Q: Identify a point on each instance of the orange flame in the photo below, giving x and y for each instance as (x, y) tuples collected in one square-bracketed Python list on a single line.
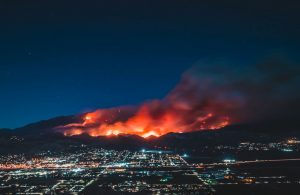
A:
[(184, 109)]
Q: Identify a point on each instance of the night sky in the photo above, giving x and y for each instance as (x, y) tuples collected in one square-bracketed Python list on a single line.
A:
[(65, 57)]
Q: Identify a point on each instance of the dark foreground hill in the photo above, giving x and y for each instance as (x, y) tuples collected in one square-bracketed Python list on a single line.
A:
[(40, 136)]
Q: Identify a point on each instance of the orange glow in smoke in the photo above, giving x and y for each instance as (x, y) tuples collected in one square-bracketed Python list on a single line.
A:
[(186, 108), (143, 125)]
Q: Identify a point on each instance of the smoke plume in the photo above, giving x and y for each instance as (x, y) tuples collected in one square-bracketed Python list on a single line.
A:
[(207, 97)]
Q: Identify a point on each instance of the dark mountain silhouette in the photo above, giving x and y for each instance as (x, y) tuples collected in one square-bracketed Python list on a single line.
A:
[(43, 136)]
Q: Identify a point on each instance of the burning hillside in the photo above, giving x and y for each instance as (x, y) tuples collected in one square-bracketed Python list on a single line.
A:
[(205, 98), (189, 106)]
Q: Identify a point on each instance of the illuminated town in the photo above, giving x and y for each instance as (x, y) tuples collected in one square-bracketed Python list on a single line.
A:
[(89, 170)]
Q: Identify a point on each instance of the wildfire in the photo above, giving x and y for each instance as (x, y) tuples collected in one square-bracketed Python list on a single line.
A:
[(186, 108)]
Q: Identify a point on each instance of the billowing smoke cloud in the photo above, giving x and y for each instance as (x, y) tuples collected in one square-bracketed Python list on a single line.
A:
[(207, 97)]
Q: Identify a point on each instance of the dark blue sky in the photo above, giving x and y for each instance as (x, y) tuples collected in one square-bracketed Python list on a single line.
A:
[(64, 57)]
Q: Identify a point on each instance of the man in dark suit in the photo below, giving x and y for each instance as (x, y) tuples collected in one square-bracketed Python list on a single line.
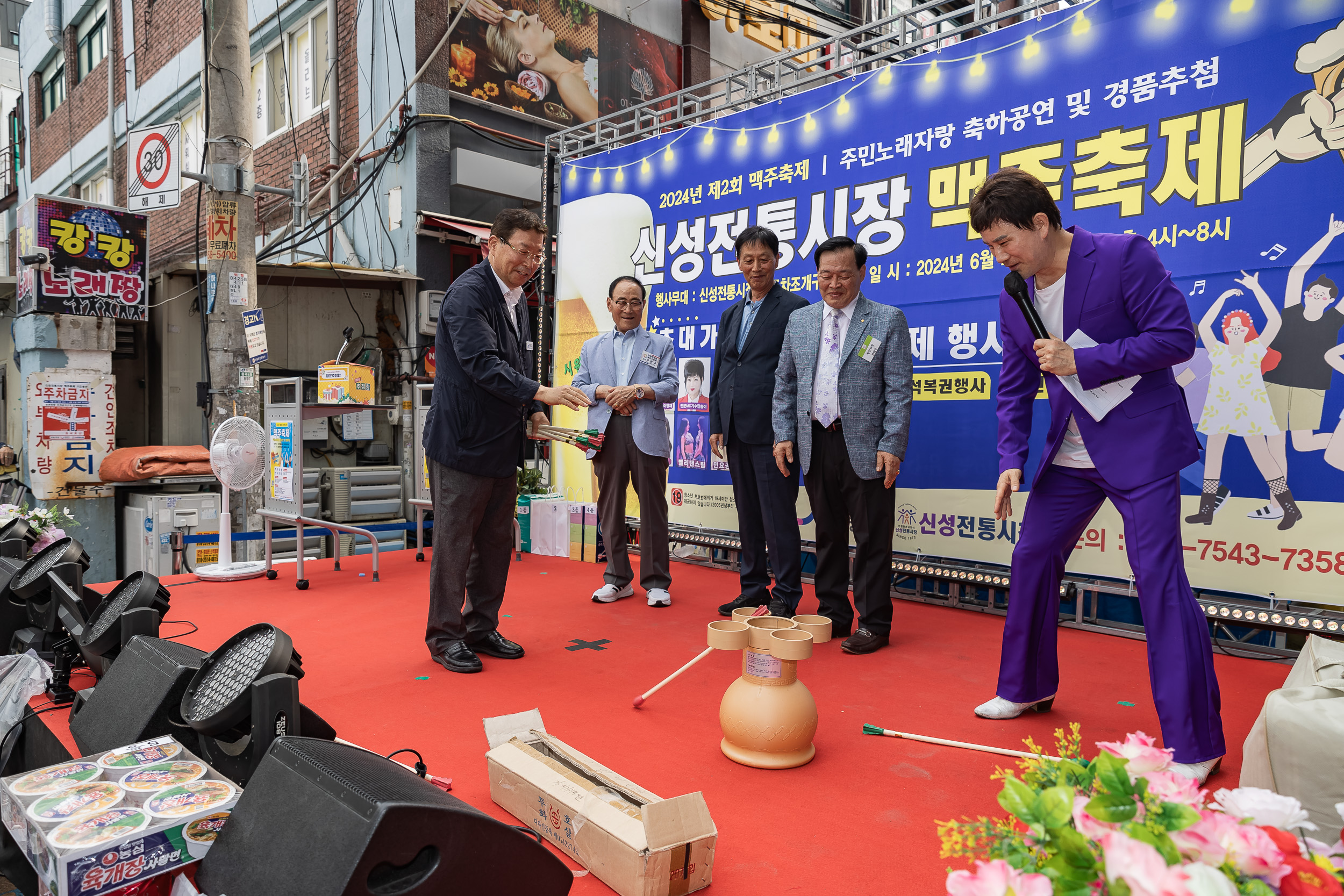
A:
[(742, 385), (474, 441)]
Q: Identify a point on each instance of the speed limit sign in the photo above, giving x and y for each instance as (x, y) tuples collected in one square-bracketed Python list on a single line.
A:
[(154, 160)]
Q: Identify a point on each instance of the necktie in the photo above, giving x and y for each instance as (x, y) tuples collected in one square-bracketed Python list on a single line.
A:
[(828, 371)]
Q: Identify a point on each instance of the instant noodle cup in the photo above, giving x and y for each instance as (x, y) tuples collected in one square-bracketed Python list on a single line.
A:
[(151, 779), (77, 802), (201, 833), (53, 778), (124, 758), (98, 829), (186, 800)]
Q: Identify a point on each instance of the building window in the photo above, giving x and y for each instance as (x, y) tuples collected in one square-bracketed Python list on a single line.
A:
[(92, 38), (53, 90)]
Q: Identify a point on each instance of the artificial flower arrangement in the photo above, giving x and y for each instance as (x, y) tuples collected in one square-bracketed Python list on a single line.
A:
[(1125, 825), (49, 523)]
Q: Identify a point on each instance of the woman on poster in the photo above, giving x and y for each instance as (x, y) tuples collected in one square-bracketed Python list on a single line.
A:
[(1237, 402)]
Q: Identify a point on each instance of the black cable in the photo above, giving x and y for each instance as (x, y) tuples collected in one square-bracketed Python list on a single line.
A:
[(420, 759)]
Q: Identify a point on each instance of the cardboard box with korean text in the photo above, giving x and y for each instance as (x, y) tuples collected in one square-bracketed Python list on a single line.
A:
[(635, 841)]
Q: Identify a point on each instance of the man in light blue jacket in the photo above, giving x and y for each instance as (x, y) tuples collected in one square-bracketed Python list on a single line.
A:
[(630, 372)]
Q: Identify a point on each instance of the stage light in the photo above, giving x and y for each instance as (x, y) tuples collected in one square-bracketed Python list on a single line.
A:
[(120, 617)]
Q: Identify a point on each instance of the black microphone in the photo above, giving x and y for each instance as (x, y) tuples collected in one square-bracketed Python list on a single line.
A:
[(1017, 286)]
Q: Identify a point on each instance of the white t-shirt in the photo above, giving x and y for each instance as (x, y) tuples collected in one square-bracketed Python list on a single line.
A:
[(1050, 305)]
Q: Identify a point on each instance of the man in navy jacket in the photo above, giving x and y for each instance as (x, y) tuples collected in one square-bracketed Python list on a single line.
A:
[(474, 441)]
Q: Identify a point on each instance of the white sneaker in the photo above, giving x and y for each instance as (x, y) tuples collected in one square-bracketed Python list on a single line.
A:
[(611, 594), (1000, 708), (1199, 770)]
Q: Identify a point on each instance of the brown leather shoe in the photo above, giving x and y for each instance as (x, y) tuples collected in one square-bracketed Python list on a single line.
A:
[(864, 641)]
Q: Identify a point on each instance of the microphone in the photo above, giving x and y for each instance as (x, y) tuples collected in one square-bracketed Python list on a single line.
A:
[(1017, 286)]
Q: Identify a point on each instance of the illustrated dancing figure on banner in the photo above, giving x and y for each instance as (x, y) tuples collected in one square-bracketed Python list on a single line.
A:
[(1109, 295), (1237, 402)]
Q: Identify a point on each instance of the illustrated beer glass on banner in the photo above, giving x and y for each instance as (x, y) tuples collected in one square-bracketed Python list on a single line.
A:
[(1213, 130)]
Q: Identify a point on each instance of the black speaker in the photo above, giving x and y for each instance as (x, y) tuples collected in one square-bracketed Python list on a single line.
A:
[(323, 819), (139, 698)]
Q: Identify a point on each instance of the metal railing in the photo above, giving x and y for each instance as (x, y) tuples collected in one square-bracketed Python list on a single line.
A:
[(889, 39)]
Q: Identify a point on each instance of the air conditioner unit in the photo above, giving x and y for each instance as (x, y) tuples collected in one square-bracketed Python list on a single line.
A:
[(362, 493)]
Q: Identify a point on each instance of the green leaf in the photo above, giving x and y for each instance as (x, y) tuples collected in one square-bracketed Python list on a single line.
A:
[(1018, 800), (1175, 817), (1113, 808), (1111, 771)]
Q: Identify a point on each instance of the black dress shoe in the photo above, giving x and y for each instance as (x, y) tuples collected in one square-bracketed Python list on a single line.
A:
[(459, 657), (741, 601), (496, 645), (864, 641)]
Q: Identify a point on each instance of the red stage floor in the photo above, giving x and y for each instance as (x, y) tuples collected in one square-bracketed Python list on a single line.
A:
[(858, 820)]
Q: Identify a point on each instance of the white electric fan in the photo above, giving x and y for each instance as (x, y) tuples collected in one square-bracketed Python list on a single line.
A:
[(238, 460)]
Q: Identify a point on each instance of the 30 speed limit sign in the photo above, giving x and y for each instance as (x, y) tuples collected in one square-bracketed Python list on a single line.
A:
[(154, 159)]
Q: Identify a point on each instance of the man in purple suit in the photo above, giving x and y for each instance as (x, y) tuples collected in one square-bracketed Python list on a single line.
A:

## Given problem
Retype all of the material above word for word, leaving out the pictures.

## Exercise result
Q: Identify a point on each instance of the orange flame in the photo below, giving x and y for each instance as (x, y) tuples collected in one square-bracketed Python list on a single line.
A:
[(184, 109)]
Q: Identify a point on each instance of the night sky in the photo above, giving x and y for each instance as (x, y) tuples collected in one square-bracketed Python list on a single line.
A:
[(65, 57)]
Q: Identify a point on each instance of the dark foreground hill in the photo above, giving x and y for each instance as (x, y) tuples collected in one square-bracketed Python list on a single line.
A:
[(40, 136)]
Q: Identify a point on each instance of the orange glow in smoke in the photo above, giving x and y for each instance as (x, y) tuples collected in one square-bracketed Python list on a single line.
A:
[(186, 108), (143, 125)]
Q: Identify a point on each instance of the smoke plume in the photo above, giving x and y for each instance as (x, y) tuples collected in one square-bracketed Python list on a single line.
A:
[(207, 97)]
Q: Identify a point on each instance of the dark mountain silhouette in the photo above, giving x and y for each instance as (x, y) tuples collected in one square-bracketed Python list on a single line.
A:
[(43, 136)]
Q: Identify a point on each instance of the burning hillside in the photo above, giving x and y for each instance as (x, y) tuples collected in one square-bracketed Python list on a single line.
A:
[(205, 98), (189, 106)]
Q: Identify a point on each instance of the illuminated town in the photo above, giving x and y for each instance as (x, y) tuples collected in one square-bracketed Python list on a single line.
A:
[(89, 170)]
Q: Identify a point on each instance of the wildfire in the photo above, giving x and y for each instance as (x, y) tuples collected in one square-bracketed Python list on a single line.
A:
[(186, 108)]
Q: Identify a point on each instance of the billowing smoke cloud in the photo above, giving x and y for each instance as (x, y) tuples collected in one square-bracketed Python list on a single line.
A:
[(207, 97)]
Q: Identify a point on each instance of the dark blue sky in the photo above, giving x and y for each instance as (x, y) tuples collected in one square-bracketed Python list on a single line.
A:
[(64, 57)]
Q: Identify a point on each instance of the man in dark suit in the photo below, giving x and y for each instance as (x, y) tuples collected in one square-bracketed Python list on a single line.
A:
[(742, 385), (474, 441)]
Q: Identify a point on each instance of the speed limit sign in the photo above, giving x and y for each instance as (x, y) tuples collected in one square-bracketed Python list on a single line.
A:
[(154, 160)]
Q: Identify a point on each instance of the necktie in the photo above, giving x and y for each instance as (x, y) tuples collected in one square-bracketed Python list on a single line.
A:
[(828, 371)]
Q: Identify a point on each instance of the instant noodle cup in the photo above, giving x and y for each instance as (x, y) tuples collected in one square-bracketed Python list on a single line.
A:
[(151, 779), (77, 802), (201, 833), (53, 778), (124, 758), (98, 829), (186, 800)]
Q: Identify a point on each instance of the building window in the photo above, giving x and y for each instance as (x, y) tuples collected in one square-bracketed Python list on a single line.
A:
[(92, 38), (53, 90)]
Q: Identify a point on each instance of the artificial flower arrangement in the photo above, giving x and y for each instance as (x, y) tuples collected in one square-bracketed Python list on a single line.
A:
[(1125, 825), (49, 523)]
Q: Identify a point on each instance of the woman on poster in the photo above, giving x and y for each instance as (x, y) tuples collected in one square-bracketed Python list on a single line.
A:
[(1237, 402)]
Q: Identify a point on each instance of the black cable in the photo above, giving x and y for each instance as (x, y) tuples collected in one square-bracketed Python list on a single line.
A:
[(420, 759)]
Q: Identify a point on each instance of the cardboard box with korean text in the photo above, giving x and y for each instance as (x, y) tuples collected in one square-bracketed Python list on a single line.
A:
[(635, 841)]
Q: Identify a point on each instance of the man in light blue jacket in the photo above, giving x and y for each instance as (x, y) tuples collected in one square-bracketed Python list on a single line.
A:
[(630, 372)]
Q: Identify a point on each instance of the stage light in the photo above, giving x and y for each instance as (x, y) tuples collected in one square-bracketed Python list on a single line.
A:
[(120, 617)]
Q: Identify a point on each instance of the black microphone in the photo above, giving x and y for each instance as (x, y) tuples collected in one square-bracketed Python list on a single line.
A:
[(1017, 286)]
Q: Identify a point on each instance of the white t-shirt in the photo above, giving x and y for each instance as (x, y) tuples collected in one square-bracketed Python list on a single line.
A:
[(1050, 305)]
Q: Identify a point on each instance of the man in navy jacket in the photo above, giving x and y for each instance as (x, y) tuples collected in one square-bracketed Python list on a single line.
A:
[(474, 441)]
Q: Identify a point on each instance of the white sneaker in the photo above, giving x and y for each instance as (x, y) tuples collected in one square-bracketed Python list on a single line.
A:
[(611, 594), (1000, 708), (1199, 770)]
Q: Identify a point on each instance of the brown leather shoe in the photo above, giving x and y for each instance as (x, y) tuples collected in one square-bracketed Python list on a single line.
A:
[(864, 641)]
Q: Identify a point on each instance of the microphone in the photo above, giving x and y for each instance as (x, y) tuples collected in one square-bracketed Python list on a single line.
A:
[(1017, 286)]
Q: Identify a point on each instance of the illustrated dancing figure on banner in the photo above, giving x and y for each instance as (x, y) tuples collected in one square-bracketed Python list on a single line.
A:
[(1109, 295), (1237, 402)]
Q: Identify a point on each instance of the illustrated beer glass on banner in the photo above, giving x and y for each instance as (x, y) tuples collected in one square-bracketed Python list on a single line.
A:
[(1213, 130)]
Q: Identify a point on each instance of the black speaker in the photo above, giving x and y for each instance as (x, y) tuples collected in one square-bracketed Python list on a single line.
A:
[(323, 819), (139, 698)]
Q: Identify a point on each instance of the metal railing in the photo above, giving x and y for each instance as (x, y) tuples collected in one square-bracketed Python list on a single line.
A:
[(889, 39)]
Q: Identify a point on each instance of the air conditioner unit in the photo above, giving x and y for each instance as (x, y) tuples collected in one square-bracketed Python list on a single line.
A:
[(362, 493)]
Q: Identify a point on each instance of the green leaf in the photo above, giving x and y for each instance as (x, y) tuples collected in one square-bracketed Python list on a single line.
A:
[(1018, 800), (1175, 817), (1113, 808), (1111, 771)]
Q: Identify a point on each instance of the black dress shoe in the photo above, giving x and y for each instance as (x, y) tuples collected in one square-bracketed Python list on a single line.
A:
[(459, 657), (741, 601), (496, 645), (864, 641)]
Q: Identify a point on each instance of the red stage floor in the photo above, giving x and y for each instance as (x, y) tuples collected in one square-bracketed Python list on a single line.
A:
[(858, 820)]
Q: Identify a point on each instance of the white electric fan in the photo above, giving x and y for each instance as (x, y) tuples collected in one square-bracketed Python list on a single line.
A:
[(238, 460)]
Q: Identify a point on each instance of the 30 speed limit sign in the photo above, giving x and y for each instance as (x, y) tuples collected in one square-bracketed Python list on a single line.
A:
[(154, 159)]
Q: Identify a point on each instance of the man in purple suit in the photo above, giving x and y for each instance as (x, y) tuples collected in one square-bracketed Python list on a single line.
A:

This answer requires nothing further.